→ **TASK DIRECTIONS**
As you look over the data below, please find each line where the word "snow" appears, then copy it.

[Opening GIVEN INFORMATION section]

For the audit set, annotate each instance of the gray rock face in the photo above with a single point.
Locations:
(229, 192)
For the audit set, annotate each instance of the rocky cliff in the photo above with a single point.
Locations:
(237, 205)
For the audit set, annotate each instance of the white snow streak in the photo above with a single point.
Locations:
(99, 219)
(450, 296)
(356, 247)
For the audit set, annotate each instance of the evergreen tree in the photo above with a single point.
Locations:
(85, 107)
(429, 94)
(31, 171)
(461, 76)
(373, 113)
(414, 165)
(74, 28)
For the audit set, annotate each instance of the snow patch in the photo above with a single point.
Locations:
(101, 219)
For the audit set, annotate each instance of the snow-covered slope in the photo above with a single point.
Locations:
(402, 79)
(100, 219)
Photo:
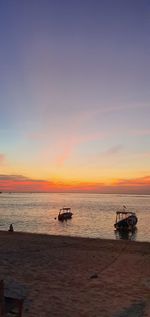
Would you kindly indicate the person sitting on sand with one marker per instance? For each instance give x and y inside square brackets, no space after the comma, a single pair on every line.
[11,229]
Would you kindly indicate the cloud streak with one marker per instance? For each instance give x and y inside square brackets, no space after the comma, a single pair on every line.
[20,183]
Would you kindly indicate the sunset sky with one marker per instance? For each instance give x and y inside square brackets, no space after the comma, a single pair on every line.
[75,95]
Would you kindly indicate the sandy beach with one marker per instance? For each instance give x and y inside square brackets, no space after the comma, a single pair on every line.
[72,277]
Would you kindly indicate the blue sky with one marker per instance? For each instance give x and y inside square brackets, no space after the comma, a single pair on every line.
[74,89]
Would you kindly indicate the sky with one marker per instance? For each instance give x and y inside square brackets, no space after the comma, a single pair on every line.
[75,96]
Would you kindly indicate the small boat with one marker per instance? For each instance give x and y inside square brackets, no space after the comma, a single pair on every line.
[65,213]
[125,220]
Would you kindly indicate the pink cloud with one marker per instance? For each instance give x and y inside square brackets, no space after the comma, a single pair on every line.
[20,183]
[70,145]
[2,158]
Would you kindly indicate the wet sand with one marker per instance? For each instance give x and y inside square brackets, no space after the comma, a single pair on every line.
[73,277]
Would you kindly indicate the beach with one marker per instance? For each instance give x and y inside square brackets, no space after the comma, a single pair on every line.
[73,277]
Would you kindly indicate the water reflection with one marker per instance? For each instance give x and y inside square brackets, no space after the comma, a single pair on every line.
[126,235]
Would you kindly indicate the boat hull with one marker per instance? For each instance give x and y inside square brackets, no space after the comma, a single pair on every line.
[126,224]
[65,216]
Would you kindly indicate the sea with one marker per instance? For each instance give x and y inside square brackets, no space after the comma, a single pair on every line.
[93,214]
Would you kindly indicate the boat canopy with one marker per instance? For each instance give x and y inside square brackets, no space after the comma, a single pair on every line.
[125,213]
[65,209]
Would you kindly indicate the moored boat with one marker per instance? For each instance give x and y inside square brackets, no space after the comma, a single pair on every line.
[65,213]
[125,220]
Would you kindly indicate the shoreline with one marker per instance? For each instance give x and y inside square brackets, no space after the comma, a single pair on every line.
[75,276]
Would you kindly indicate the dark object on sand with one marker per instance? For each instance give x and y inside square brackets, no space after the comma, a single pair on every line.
[125,220]
[94,275]
[11,229]
[65,214]
[9,306]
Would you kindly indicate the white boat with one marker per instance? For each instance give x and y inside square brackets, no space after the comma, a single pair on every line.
[125,220]
[65,213]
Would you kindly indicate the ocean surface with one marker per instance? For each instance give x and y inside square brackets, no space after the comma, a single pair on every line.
[93,214]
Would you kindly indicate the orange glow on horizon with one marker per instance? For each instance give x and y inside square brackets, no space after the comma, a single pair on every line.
[24,184]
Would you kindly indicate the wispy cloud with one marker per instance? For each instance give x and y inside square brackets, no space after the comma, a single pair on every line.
[72,142]
[114,150]
[141,132]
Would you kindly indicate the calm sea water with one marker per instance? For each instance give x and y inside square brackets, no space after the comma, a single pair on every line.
[94,214]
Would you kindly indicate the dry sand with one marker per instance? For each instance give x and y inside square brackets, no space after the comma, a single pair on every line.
[73,277]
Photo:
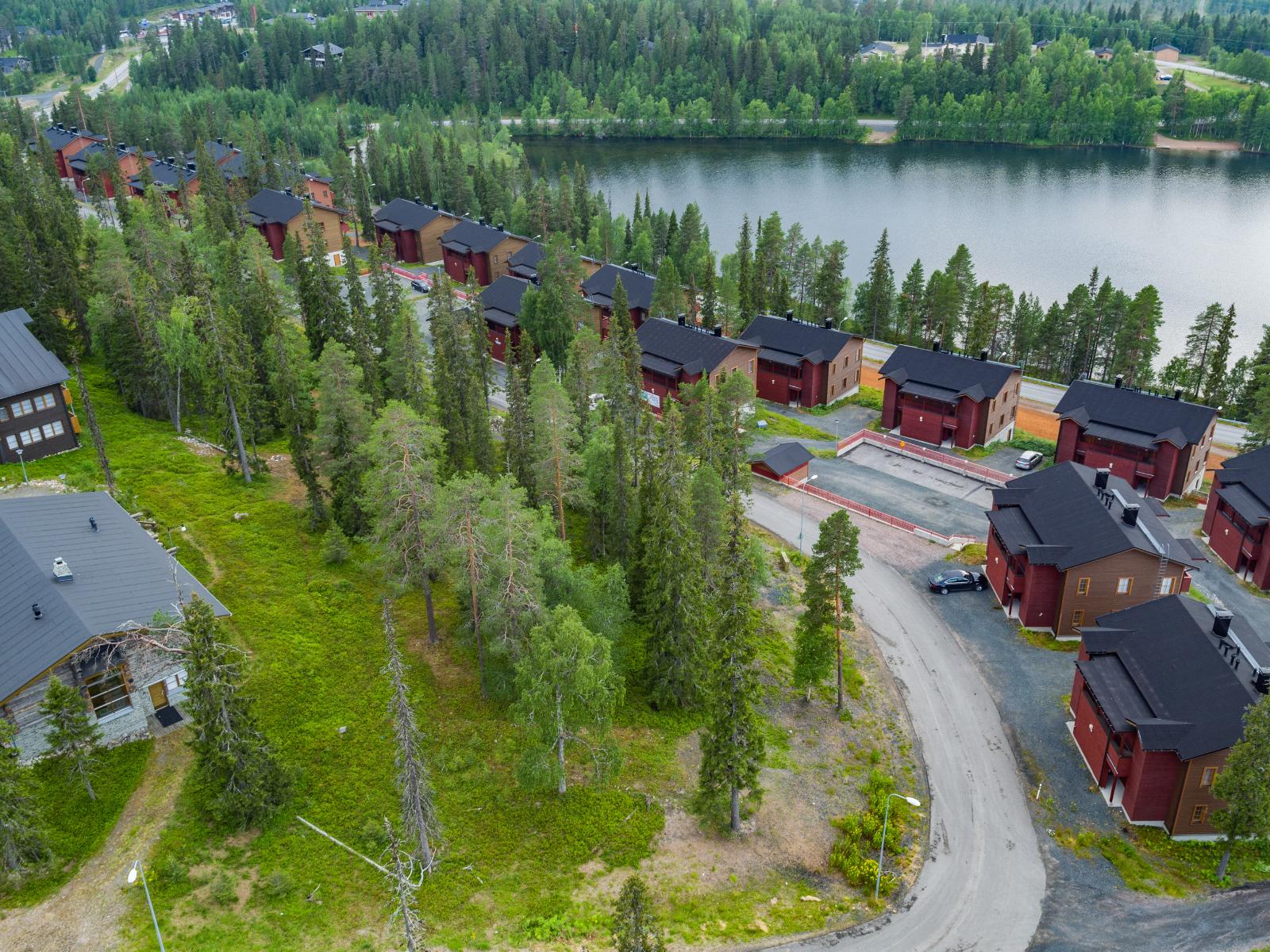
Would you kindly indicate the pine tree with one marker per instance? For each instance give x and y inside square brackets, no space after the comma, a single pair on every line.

[Closing GIVEN INFORMATION section]

→ **WRITTEN SOLUTION**
For the audit set, annotate each instance of the white snow streak in the photo above with a single point.
For the audit set, annotate each instance of the snow patch in the photo above with a single point.
For the audit set, annotate each instance of the snow-covered slope in the photo above with a single point.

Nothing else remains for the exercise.